The cries you bring today are so heavy that I feel the weight of them even as I read your words. Unborn little ones, cut off before they drew breath, abandoned children, scattered like leaves before a bitter wind, sons and daughters, brothers and sisters, without a roof, without a friend, without a hand to hold in the dark. It is as though a whole generation has been torn up by the roots, and you stand among the ruins, weeping for those no one else will weep for. Your heart is a cup filled to the brim with the sorrows of others, and you are bringing that cup to God, begging for mercy. That is no small thing. That is the very work of a soul He has taught to love.
Let me speak plainly to you. There is a promise so old that it was written for people like you thousands of years ago, and it has lost none of its strength: “Though my father and mother forsake me, the Lord will receive me.” Do you see it? Human love, the love that ought to be the surest thing on earth, can fail. A mother may forget the baby at her breast? The prophet says it is possible, though it seems against nature. A father may turn his back. A husband, a wife, a child, a friend, they may wander off or be torn away. But the Lord will receive. That is the solid gold at the bottom of the mine when all the other seams have run out. He does not simply pity from a distance. He takes the forsaken one into His own house. He lifts the abandoned infant from the cold ground and folds it into His own bosom. He gathers the lonely child and the friendless adult with the same everlasting arms.

### Exercise description
From the second paragraph of the passage about the Lord receiving the forsaken, list every person it names whose love may fail, or who may turn away, wander off, or be torn away.

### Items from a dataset
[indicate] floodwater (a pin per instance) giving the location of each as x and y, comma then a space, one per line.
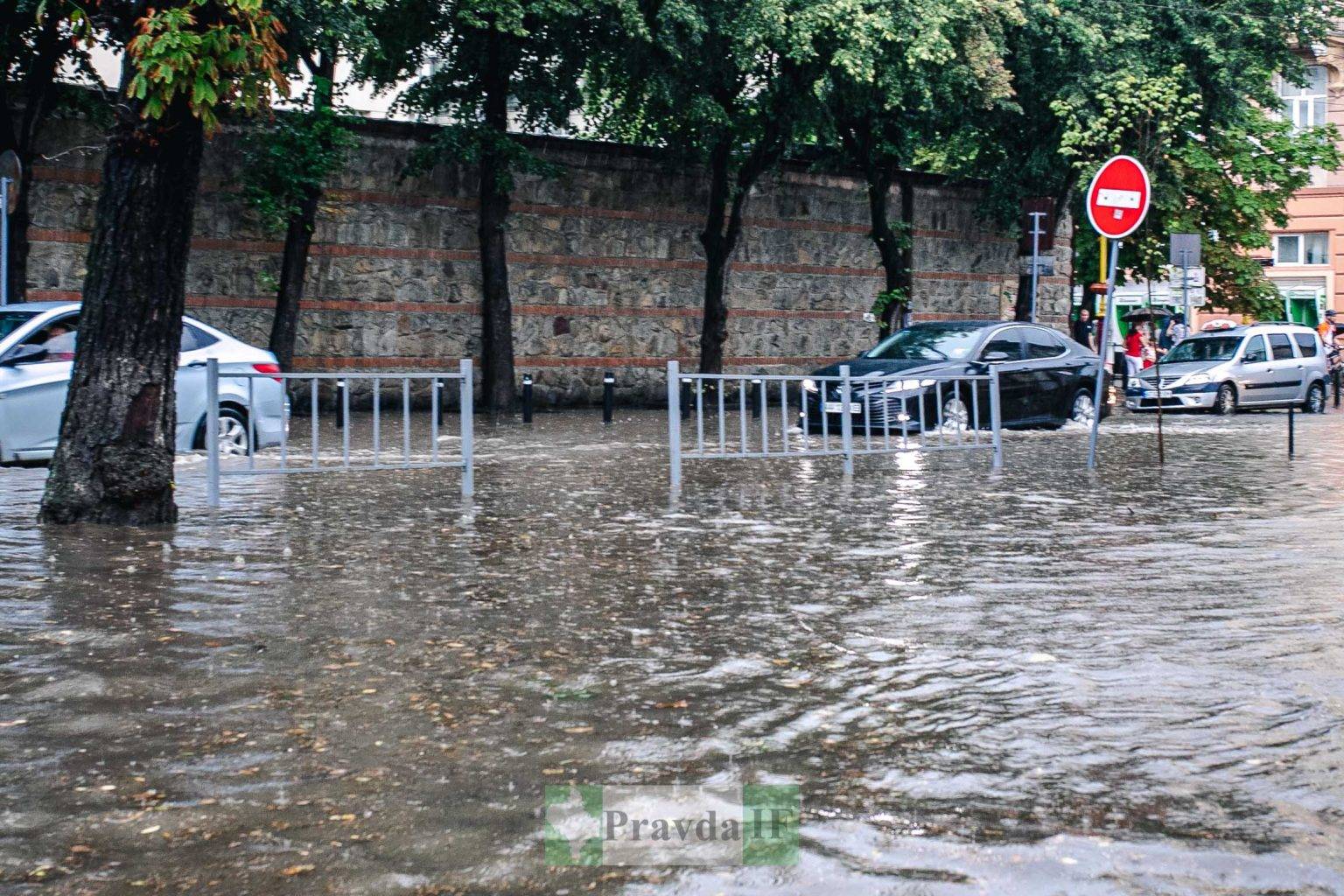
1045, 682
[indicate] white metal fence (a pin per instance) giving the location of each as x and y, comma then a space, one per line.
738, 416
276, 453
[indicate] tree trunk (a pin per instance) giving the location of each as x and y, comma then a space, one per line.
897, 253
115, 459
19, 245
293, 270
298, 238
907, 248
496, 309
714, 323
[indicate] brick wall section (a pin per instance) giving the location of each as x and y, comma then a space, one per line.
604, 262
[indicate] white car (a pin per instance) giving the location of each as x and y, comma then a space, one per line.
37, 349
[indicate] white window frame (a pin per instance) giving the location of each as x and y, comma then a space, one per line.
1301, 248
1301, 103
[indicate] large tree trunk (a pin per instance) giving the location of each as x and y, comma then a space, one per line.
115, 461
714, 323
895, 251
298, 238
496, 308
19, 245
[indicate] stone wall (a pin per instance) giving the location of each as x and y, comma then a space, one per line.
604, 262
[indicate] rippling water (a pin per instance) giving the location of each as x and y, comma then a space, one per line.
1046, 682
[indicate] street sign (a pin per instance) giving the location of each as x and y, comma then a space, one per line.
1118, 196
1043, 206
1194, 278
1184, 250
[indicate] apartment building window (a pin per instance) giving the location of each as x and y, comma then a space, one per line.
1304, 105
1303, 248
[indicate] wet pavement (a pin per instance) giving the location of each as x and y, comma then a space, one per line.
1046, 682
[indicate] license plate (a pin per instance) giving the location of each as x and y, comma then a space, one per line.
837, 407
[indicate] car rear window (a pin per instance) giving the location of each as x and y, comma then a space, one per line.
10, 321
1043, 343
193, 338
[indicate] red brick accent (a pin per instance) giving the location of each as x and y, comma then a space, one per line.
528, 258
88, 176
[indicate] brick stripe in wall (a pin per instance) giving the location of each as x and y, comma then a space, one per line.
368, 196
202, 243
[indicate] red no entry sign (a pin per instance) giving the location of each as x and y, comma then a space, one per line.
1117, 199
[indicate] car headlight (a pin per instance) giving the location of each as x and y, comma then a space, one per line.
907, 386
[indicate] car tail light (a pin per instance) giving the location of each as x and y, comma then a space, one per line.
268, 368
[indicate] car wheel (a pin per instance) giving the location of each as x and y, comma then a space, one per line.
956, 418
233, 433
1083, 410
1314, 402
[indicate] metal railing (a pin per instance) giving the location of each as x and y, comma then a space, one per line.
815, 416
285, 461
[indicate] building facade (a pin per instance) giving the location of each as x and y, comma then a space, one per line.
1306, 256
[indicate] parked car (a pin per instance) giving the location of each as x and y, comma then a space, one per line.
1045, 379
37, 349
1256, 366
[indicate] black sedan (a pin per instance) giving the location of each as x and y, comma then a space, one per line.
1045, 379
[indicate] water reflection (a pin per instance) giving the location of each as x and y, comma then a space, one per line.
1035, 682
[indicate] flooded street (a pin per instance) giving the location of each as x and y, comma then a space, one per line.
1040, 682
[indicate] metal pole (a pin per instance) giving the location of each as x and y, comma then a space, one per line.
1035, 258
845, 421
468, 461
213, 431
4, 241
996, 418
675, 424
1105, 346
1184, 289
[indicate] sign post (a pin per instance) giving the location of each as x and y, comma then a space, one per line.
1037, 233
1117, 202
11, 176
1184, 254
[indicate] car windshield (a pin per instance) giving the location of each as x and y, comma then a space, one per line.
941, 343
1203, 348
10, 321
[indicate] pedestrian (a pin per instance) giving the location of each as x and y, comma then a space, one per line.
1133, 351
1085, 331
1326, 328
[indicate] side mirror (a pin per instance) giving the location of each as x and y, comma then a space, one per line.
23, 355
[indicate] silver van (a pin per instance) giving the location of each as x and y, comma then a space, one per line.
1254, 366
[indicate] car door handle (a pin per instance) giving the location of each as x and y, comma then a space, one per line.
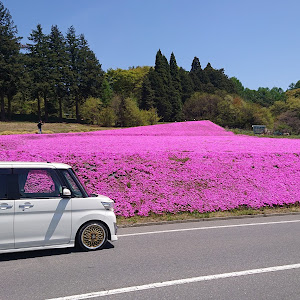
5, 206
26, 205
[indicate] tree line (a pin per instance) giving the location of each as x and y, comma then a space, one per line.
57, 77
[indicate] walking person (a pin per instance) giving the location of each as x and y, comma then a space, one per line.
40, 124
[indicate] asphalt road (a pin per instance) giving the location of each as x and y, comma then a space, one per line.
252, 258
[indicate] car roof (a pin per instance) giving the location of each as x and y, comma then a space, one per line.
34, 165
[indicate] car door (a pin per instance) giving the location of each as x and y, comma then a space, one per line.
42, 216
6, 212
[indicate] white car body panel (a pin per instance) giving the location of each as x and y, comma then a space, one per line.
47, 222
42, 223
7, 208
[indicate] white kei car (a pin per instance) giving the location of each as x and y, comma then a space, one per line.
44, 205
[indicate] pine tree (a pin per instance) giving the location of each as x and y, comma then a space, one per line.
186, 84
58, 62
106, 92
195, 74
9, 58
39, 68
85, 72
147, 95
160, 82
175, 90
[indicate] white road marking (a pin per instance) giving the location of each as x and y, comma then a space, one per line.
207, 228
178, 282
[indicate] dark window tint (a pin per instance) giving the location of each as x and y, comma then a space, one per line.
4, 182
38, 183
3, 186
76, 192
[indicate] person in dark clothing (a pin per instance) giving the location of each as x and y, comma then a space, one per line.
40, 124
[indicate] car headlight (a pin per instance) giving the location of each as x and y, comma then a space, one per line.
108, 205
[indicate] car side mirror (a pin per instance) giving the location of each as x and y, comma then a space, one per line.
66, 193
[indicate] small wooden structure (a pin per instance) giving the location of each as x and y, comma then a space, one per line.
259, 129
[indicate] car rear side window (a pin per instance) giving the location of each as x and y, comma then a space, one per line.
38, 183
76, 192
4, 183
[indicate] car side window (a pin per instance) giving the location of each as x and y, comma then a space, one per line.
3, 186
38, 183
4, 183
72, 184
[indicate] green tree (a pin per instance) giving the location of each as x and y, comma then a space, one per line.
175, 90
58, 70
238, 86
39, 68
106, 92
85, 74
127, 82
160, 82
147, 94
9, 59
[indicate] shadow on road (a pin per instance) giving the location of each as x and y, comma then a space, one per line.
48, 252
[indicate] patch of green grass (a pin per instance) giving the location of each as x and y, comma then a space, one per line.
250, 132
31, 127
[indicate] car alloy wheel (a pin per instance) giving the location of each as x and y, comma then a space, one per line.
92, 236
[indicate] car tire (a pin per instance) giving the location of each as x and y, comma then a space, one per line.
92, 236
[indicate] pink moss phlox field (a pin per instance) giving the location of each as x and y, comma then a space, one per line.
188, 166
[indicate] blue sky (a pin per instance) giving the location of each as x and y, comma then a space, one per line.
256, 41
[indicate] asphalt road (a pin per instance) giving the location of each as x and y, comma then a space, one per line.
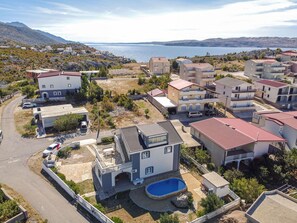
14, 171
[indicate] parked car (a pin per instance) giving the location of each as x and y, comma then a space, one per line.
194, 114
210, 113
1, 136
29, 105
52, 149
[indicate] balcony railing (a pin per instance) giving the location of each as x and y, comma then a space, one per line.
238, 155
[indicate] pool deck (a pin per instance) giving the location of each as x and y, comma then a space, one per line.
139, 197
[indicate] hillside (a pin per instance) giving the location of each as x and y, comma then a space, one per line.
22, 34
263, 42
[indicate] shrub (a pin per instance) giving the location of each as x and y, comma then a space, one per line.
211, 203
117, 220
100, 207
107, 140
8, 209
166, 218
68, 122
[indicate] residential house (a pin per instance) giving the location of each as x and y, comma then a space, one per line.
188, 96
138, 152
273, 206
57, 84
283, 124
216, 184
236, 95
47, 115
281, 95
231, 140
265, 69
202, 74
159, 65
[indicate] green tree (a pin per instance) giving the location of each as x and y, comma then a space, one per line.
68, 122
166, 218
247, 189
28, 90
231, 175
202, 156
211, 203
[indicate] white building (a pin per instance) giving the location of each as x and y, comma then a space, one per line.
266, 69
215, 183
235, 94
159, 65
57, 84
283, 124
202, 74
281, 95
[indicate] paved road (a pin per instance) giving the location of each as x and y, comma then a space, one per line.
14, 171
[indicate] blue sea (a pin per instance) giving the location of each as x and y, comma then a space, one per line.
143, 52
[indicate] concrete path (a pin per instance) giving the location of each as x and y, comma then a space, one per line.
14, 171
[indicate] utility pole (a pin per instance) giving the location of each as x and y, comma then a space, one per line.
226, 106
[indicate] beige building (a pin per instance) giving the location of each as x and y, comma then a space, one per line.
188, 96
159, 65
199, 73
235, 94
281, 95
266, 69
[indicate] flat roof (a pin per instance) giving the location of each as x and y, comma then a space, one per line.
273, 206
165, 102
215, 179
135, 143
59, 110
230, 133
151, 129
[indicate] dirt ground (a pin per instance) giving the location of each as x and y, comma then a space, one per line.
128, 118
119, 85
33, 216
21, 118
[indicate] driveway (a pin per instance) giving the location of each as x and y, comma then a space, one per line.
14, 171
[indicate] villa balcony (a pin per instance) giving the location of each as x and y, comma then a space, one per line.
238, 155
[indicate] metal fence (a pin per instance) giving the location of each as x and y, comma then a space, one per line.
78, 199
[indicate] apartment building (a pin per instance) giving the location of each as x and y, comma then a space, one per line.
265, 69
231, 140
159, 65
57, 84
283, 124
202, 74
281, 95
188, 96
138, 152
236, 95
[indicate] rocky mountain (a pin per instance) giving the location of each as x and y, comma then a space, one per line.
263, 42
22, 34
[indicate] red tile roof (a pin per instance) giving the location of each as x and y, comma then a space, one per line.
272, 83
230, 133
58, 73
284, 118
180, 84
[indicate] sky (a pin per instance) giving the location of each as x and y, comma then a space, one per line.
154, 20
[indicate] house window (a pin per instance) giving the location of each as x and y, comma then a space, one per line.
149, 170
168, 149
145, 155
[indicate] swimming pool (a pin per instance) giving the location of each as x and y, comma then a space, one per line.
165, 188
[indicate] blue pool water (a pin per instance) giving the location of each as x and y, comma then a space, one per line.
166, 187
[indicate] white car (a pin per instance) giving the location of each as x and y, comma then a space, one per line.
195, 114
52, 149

### Result of the exercise
mother, father, husband, wife, child, friend